> [Entries taken from a collection]

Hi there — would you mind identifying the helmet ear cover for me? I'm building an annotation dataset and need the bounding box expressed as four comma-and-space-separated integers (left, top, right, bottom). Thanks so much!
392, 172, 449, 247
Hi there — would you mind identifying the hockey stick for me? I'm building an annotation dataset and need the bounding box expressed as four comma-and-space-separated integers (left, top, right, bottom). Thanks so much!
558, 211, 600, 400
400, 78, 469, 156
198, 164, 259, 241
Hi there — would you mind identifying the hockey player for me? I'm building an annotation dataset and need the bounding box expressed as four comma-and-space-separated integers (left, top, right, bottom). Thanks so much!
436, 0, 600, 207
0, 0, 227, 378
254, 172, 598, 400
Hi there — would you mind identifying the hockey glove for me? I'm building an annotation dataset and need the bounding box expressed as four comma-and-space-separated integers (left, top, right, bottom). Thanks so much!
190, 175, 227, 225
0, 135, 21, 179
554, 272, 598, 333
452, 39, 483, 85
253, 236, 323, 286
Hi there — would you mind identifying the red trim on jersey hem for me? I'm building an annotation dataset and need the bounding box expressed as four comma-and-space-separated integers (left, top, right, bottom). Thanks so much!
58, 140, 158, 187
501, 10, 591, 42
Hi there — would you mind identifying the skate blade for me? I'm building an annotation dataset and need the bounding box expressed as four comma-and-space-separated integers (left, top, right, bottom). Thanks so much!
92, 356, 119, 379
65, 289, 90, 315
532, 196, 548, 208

> [TASK TO COMPLETE] Reproduce the stretch of data that begins with the line containing "Hi there — would you mind identifying the red" and continues through the end of the data, swapping "annotation dataset" for "labeling dataset" and keeping everything else unchanged.

> [OUTPUT FOR THIS TASK]
Hi there — would you mind identifying the red trim on jersey hem for me? I'm building an labeling dataset and need the bounding box expressed as four comma-and-space-separated integers (left, top, right, bottom). Thanks so much!
58, 140, 158, 187
501, 10, 591, 42
Hi there — would you mind identifying the skate blade for me? I'm building an labeling dataset and need the bounding box expressed as four comma-and-space-separated integers (left, top, right, bottom). Thanks so much!
92, 356, 119, 379
65, 289, 90, 315
532, 196, 548, 208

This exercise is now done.